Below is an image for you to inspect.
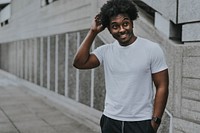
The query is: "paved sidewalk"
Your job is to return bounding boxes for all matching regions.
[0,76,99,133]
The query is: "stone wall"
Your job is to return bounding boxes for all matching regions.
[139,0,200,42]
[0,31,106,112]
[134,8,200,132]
...
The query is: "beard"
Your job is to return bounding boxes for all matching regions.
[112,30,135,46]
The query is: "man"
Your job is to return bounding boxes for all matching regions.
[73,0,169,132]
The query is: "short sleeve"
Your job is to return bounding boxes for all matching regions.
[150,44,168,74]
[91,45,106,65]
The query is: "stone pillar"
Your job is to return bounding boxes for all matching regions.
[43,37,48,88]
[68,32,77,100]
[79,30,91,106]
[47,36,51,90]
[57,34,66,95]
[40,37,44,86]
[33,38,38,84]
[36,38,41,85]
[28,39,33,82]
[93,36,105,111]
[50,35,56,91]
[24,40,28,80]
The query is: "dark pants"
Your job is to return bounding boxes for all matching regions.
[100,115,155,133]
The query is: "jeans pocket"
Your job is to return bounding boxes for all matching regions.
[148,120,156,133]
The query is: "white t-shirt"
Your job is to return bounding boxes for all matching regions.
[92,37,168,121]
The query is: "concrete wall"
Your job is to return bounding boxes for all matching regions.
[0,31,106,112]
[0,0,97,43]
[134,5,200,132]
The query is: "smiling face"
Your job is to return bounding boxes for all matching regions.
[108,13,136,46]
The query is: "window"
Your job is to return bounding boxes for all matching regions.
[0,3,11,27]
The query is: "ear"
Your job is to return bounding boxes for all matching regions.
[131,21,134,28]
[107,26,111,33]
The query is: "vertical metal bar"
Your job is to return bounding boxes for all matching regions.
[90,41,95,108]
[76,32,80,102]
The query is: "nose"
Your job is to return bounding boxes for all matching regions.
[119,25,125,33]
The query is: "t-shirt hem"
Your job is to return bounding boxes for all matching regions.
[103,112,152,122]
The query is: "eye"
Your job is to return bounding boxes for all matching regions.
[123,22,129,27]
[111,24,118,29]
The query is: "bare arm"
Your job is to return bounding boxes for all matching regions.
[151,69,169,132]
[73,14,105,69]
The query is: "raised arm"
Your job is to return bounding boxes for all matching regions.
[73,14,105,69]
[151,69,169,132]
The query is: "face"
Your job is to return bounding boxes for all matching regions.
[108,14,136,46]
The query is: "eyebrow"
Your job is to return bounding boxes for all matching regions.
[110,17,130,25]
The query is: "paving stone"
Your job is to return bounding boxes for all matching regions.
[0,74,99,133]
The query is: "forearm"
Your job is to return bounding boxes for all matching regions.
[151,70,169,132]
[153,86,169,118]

### Problem to solve
Copy every line of the data that holds the string "shirt".

### Answer to this problem
The query is: "white t-shirt"
The query is: "t-shirt hem"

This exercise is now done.